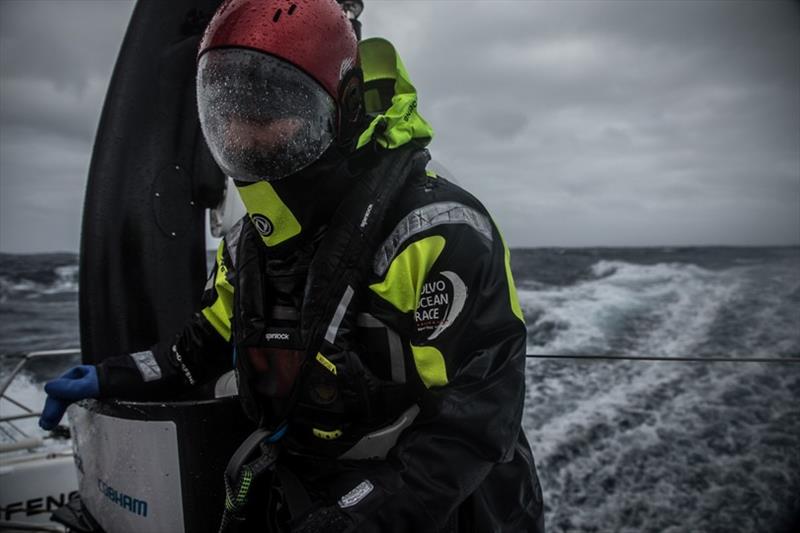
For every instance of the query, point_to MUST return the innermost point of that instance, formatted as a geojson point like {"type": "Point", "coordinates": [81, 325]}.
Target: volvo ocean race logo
{"type": "Point", "coordinates": [441, 301]}
{"type": "Point", "coordinates": [263, 225]}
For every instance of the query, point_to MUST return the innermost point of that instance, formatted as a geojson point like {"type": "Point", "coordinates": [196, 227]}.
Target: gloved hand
{"type": "Point", "coordinates": [77, 383]}
{"type": "Point", "coordinates": [324, 520]}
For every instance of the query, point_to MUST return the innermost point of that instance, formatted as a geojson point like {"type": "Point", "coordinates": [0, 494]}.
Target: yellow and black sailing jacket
{"type": "Point", "coordinates": [410, 414]}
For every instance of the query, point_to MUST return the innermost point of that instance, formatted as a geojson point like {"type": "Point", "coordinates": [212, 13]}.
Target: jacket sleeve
{"type": "Point", "coordinates": [451, 290]}
{"type": "Point", "coordinates": [199, 353]}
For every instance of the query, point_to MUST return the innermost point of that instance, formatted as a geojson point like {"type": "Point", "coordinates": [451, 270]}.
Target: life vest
{"type": "Point", "coordinates": [295, 316]}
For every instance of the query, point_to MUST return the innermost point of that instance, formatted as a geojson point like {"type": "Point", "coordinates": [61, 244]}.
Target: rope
{"type": "Point", "coordinates": [681, 359]}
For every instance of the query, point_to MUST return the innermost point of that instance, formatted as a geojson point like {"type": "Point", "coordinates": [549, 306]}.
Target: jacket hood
{"type": "Point", "coordinates": [390, 98]}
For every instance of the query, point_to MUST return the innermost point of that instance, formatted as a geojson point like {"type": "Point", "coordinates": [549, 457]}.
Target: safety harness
{"type": "Point", "coordinates": [337, 269]}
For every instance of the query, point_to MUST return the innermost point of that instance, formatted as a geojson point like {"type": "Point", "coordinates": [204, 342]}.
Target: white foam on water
{"type": "Point", "coordinates": [66, 281]}
{"type": "Point", "coordinates": [30, 394]}
{"type": "Point", "coordinates": [662, 309]}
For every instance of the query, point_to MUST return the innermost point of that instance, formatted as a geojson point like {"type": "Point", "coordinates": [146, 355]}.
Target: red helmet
{"type": "Point", "coordinates": [275, 84]}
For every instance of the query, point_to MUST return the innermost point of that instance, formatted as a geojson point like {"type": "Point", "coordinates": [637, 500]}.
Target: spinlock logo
{"type": "Point", "coordinates": [441, 301]}
{"type": "Point", "coordinates": [263, 225]}
{"type": "Point", "coordinates": [129, 503]}
{"type": "Point", "coordinates": [367, 213]}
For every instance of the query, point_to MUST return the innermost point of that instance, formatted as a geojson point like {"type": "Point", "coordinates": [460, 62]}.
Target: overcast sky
{"type": "Point", "coordinates": [577, 123]}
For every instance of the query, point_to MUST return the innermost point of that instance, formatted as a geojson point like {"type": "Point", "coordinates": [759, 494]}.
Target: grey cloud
{"type": "Point", "coordinates": [577, 123]}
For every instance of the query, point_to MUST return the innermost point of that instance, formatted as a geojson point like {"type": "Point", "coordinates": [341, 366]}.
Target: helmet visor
{"type": "Point", "coordinates": [263, 119]}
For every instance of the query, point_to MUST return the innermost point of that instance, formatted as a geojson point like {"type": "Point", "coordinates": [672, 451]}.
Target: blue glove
{"type": "Point", "coordinates": [78, 383]}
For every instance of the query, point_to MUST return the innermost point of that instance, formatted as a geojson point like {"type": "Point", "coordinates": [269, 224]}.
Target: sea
{"type": "Point", "coordinates": [620, 445]}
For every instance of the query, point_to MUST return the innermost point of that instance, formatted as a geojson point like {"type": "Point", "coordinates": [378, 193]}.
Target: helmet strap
{"type": "Point", "coordinates": [351, 108]}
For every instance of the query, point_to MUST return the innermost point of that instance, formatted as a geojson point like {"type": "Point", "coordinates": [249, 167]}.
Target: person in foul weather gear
{"type": "Point", "coordinates": [367, 303]}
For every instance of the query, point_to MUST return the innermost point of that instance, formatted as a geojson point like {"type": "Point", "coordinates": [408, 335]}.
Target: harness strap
{"type": "Point", "coordinates": [262, 453]}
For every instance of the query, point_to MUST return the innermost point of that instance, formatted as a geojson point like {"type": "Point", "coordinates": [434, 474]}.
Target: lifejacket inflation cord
{"type": "Point", "coordinates": [256, 455]}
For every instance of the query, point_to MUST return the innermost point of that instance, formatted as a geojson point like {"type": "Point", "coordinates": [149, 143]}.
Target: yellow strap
{"type": "Point", "coordinates": [220, 312]}
{"type": "Point", "coordinates": [324, 361]}
{"type": "Point", "coordinates": [430, 365]}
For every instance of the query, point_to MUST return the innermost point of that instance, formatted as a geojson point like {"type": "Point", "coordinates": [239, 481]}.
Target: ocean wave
{"type": "Point", "coordinates": [657, 309]}
{"type": "Point", "coordinates": [41, 282]}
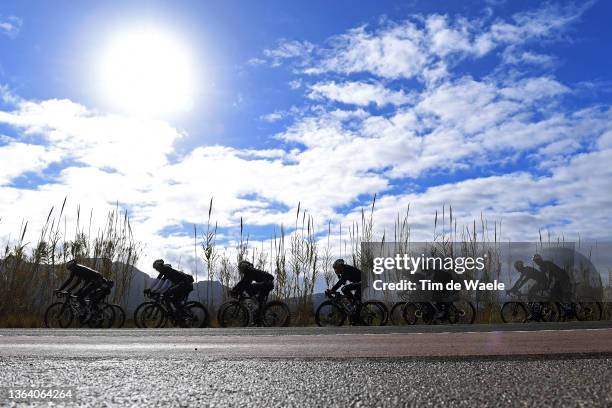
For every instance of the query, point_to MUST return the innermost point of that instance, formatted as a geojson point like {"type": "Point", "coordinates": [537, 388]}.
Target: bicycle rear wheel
{"type": "Point", "coordinates": [196, 315]}
{"type": "Point", "coordinates": [276, 314]}
{"type": "Point", "coordinates": [513, 312]}
{"type": "Point", "coordinates": [549, 312]}
{"type": "Point", "coordinates": [588, 311]}
{"type": "Point", "coordinates": [233, 314]}
{"type": "Point", "coordinates": [153, 316]}
{"type": "Point", "coordinates": [372, 313]}
{"type": "Point", "coordinates": [330, 314]}
{"type": "Point", "coordinates": [58, 316]}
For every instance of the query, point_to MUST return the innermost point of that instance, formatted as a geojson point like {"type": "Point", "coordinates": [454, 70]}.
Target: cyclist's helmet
{"type": "Point", "coordinates": [158, 264]}
{"type": "Point", "coordinates": [338, 263]}
{"type": "Point", "coordinates": [244, 265]}
{"type": "Point", "coordinates": [71, 264]}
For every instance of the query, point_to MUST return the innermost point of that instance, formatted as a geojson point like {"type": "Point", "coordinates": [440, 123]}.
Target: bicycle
{"type": "Point", "coordinates": [245, 309]}
{"type": "Point", "coordinates": [158, 313]}
{"type": "Point", "coordinates": [62, 314]}
{"type": "Point", "coordinates": [582, 311]}
{"type": "Point", "coordinates": [454, 312]}
{"type": "Point", "coordinates": [517, 311]}
{"type": "Point", "coordinates": [338, 308]}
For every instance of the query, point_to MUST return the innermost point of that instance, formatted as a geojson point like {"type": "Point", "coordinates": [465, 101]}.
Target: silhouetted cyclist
{"type": "Point", "coordinates": [87, 278]}
{"type": "Point", "coordinates": [347, 273]}
{"type": "Point", "coordinates": [558, 279]}
{"type": "Point", "coordinates": [529, 273]}
{"type": "Point", "coordinates": [254, 281]}
{"type": "Point", "coordinates": [175, 285]}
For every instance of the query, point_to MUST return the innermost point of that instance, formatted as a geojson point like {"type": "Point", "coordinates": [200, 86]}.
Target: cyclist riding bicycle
{"type": "Point", "coordinates": [175, 285]}
{"type": "Point", "coordinates": [347, 273]}
{"type": "Point", "coordinates": [87, 278]}
{"type": "Point", "coordinates": [254, 281]}
{"type": "Point", "coordinates": [529, 273]}
{"type": "Point", "coordinates": [558, 279]}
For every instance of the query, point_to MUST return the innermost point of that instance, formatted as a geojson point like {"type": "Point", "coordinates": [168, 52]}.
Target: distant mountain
{"type": "Point", "coordinates": [140, 280]}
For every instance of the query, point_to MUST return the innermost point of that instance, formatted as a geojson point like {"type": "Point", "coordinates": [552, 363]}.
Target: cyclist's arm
{"type": "Point", "coordinates": [340, 282]}
{"type": "Point", "coordinates": [166, 284]}
{"type": "Point", "coordinates": [158, 282]}
{"type": "Point", "coordinates": [241, 285]}
{"type": "Point", "coordinates": [67, 281]}
{"type": "Point", "coordinates": [76, 284]}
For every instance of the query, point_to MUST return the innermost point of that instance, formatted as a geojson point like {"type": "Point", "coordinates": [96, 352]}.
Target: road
{"type": "Point", "coordinates": [535, 364]}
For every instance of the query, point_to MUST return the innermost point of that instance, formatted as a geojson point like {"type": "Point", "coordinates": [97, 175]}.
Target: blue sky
{"type": "Point", "coordinates": [495, 107]}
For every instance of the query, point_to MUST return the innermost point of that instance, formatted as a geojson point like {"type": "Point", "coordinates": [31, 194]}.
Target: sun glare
{"type": "Point", "coordinates": [148, 72]}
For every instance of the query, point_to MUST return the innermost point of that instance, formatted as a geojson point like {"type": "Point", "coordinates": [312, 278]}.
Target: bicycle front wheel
{"type": "Point", "coordinates": [588, 311]}
{"type": "Point", "coordinates": [233, 314]}
{"type": "Point", "coordinates": [58, 316]}
{"type": "Point", "coordinates": [329, 314]}
{"type": "Point", "coordinates": [549, 312]}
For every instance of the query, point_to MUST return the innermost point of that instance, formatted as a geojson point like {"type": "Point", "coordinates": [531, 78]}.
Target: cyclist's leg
{"type": "Point", "coordinates": [347, 290]}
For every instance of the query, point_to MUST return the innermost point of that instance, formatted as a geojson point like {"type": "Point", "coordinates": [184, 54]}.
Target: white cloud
{"type": "Point", "coordinates": [272, 117]}
{"type": "Point", "coordinates": [358, 93]}
{"type": "Point", "coordinates": [19, 158]}
{"type": "Point", "coordinates": [330, 158]}
{"type": "Point", "coordinates": [10, 26]}
{"type": "Point", "coordinates": [424, 47]}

* Task details
Tally the lines of the records that contain the string "harness". Give only the number.

* Solution
2